接着，我们分析一下数据集，发现Butterfly20文件夹中有很多子文件夹，每个子文件夹下又有很多图片，每个子文件夹的名字都是蝴蝶属种的名字。由此，可以推测每个文件夹下是样本，而样本的标签就是子文件夹的名字。

我们绘制data/Butterfly20/001.Atrophaneura_horishanus文件夹下的图片006.jpg。根据百度百科，Atrophaneura horishanus是凤蝶科、曙凤蝶属的一个物种。

我们再绘制data/Butterfly20/002.Atrophaneura_varuna文件夹下的图片006.jpg。根据百度百科，Atrophaneura varuna对应的中文名称是“瓦曙凤蝶”，它是凤蝶科、曙凤蝶属的另一个物种。

虽然乍一看蝴蝶都是相似的，但不同属种的蝴蝶在形状、颜色等细节方面还是存在很大的差别。

import matplotlib.pyplot as plt
import PIL.Image as Image

path='/home/aistudio/data/Butterfly20/001.Atrophaneura_horishanus/006.jpg'
img = Image.open(path)
plt.imshow(img)          #根据数组绘制图像
plt.show()               #显示图像

path='/home/aistudio/data/Butterfly20/002.Atrophaneura_varuna/006.jpg'
img = Image.open(path)
plt.imshow(img)          #根据数组绘制图像
plt.show()               #显示图像

更具挑战的是，即便属于同一属种，不同的蝴蝶图片在角度、明暗、背景、姿态、颜色等方面均存在不小差别。甚至有的图片里面有多只蝴蝶。以下两张蝴蝶图片均出自同一个属种Atrophaneura horishanus。

path1='/home/aistudio/data/Butterfly20/001.Atrophaneura_horishanus/006.jpg'
path2='/home/aistudio/data/Butterfly20/001.Atrophaneura_horishanus/150.jpg'

img1 = Image.open(path1)
plt.imshow(img1)          #根据数组绘制图像
plt.show()

img2 = Image.open(path2)
plt.imshow(img2)          #根据数组绘制图像
plt.show()               #显示图像

3. 准备数据

数据准备过程包括以下两个重点步骤：

一是建立样本数据读取路径与样本标签之间的关系。

二是构造读取器与数据预处理。可以写个自定义数据读取器，它继承于PaddlePaddle2.0的dataset类，在__getitem__方法中把自定义的预处理方法加载进去。

#以下代码用于建立样本数据读取路径与样本标签之间的关系
import os
import random

data_list = [] #用个列表保存每个样本的读取路径、标签

#由于属种名称本身是字符串，而输入模型的是数字。需要构造一个字典，把某个数字代表该属种名称。键是属种名称，值是整数。
label_list=[]
with open("/home/aistudio/data/species.txt") as f:
    for line in f:
        a,b = line.strip("\n").split(" ")

#### 所给数据:
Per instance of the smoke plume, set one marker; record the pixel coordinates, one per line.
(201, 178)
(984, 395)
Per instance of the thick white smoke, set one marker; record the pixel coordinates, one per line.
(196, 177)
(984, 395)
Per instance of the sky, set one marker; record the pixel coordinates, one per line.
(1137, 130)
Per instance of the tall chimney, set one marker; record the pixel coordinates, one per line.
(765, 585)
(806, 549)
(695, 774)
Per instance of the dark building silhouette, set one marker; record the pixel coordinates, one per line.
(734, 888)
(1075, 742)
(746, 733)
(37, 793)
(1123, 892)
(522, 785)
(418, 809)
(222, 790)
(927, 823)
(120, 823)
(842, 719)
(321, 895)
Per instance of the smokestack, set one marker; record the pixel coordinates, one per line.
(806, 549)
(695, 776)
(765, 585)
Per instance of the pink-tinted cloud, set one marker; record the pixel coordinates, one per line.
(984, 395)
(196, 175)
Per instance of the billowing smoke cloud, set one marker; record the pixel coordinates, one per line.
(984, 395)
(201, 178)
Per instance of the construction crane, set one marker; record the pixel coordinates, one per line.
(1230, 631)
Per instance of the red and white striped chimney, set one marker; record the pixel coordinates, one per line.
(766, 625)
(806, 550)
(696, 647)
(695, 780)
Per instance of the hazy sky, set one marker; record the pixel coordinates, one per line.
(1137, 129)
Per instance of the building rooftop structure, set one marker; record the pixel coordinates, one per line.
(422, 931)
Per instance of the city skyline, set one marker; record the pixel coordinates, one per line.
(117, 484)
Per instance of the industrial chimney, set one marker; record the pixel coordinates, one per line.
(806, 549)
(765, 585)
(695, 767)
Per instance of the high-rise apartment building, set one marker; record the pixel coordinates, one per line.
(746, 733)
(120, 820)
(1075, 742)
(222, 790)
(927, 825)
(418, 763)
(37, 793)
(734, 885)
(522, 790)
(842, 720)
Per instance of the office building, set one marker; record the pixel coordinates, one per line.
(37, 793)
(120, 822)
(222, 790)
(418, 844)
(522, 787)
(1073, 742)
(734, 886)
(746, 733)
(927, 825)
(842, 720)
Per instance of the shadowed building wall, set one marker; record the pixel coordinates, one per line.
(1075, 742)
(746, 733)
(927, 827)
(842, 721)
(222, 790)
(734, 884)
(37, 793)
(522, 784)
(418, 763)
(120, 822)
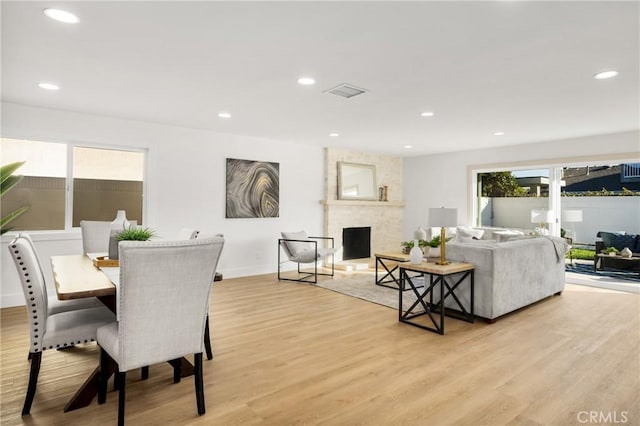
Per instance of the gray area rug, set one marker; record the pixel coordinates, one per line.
(362, 286)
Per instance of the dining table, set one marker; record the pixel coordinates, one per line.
(75, 277)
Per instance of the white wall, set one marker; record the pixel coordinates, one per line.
(443, 179)
(185, 186)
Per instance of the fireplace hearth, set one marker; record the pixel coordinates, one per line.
(356, 243)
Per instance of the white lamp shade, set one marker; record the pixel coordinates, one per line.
(541, 216)
(443, 217)
(572, 215)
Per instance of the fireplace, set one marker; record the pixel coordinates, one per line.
(356, 243)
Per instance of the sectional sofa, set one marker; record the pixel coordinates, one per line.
(512, 270)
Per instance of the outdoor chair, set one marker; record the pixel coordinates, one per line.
(302, 249)
(49, 330)
(163, 300)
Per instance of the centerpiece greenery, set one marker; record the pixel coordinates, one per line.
(134, 233)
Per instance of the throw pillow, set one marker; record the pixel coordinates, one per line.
(296, 247)
(618, 240)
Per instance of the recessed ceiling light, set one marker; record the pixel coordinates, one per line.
(605, 74)
(61, 15)
(48, 86)
(306, 81)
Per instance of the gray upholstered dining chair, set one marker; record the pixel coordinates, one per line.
(55, 306)
(49, 331)
(162, 302)
(303, 249)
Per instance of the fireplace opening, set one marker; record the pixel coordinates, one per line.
(356, 243)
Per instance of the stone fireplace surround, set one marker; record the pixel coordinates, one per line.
(384, 218)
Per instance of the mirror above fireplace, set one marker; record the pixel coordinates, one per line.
(357, 181)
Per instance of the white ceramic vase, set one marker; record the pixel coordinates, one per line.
(415, 255)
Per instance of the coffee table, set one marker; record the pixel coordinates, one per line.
(602, 261)
(444, 280)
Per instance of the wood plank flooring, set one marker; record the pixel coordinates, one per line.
(295, 354)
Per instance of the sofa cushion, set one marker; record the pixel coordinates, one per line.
(618, 240)
(465, 234)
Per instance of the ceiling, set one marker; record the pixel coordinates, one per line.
(522, 68)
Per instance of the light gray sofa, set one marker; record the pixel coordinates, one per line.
(512, 274)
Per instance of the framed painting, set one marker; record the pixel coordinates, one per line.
(253, 189)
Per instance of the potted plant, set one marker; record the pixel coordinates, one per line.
(611, 251)
(408, 245)
(132, 233)
(7, 181)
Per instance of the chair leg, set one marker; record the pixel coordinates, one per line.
(197, 372)
(177, 370)
(121, 396)
(207, 340)
(104, 376)
(36, 358)
(144, 373)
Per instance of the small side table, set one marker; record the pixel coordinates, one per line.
(445, 277)
(385, 260)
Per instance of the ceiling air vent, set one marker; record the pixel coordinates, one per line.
(346, 90)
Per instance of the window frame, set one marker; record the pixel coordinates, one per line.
(68, 205)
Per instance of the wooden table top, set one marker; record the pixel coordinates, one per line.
(393, 255)
(433, 268)
(76, 277)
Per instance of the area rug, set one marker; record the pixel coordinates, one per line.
(362, 286)
(587, 269)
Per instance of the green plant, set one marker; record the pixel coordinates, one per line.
(435, 241)
(135, 234)
(7, 181)
(582, 254)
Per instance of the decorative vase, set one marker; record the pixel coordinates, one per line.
(120, 223)
(420, 234)
(415, 255)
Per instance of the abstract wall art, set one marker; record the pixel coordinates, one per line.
(253, 189)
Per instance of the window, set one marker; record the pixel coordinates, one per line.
(101, 182)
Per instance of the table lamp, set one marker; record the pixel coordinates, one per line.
(443, 218)
(541, 216)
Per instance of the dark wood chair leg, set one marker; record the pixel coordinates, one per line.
(197, 371)
(207, 340)
(36, 358)
(104, 376)
(177, 370)
(121, 396)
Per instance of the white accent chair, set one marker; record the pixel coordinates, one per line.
(303, 249)
(49, 330)
(162, 301)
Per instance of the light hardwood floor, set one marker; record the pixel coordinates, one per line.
(295, 354)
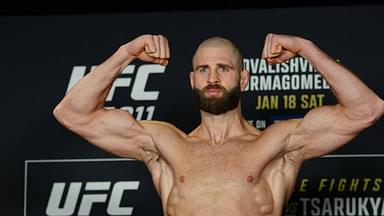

#### 任务要求:
把蝴蝶数据集那篇文本中以“接着，我们分析一下数据集，发”开头、一直到“细节方面还是存在很大的差别。”为止的这段原文逐字誊写出来。

#### 完整回答:
接着，我们分析一下数据集，发现Butterfly20文件夹中有很多子文件夹，每个子文件夹下又有很多图片，每个子文件夹的名字都是蝴蝶属种的名字。由此，可以推测每个文件夹下是样本，而样本的标签就是子文件夹的名字。

我们绘制data/Butterfly20/001.Atrophaneura_horishanus文件夹下的图片006.jpg。根据百度百科，Atrophaneura horishanus是凤蝶科、曙凤蝶属的一个物种。

我们再绘制data/Butterfly20/002.Atrophaneura_varuna文件夹下的图片006.jpg。根据百度百科，Atrophaneura varuna对应的中文名称是“瓦曙凤蝶”，它是凤蝶科、曙凤蝶属的另一个物种。

虽然乍一看蝴蝶都是相似的，但不同属种的蝴蝶在形状、颜色等细节方面还是存在很大的差别。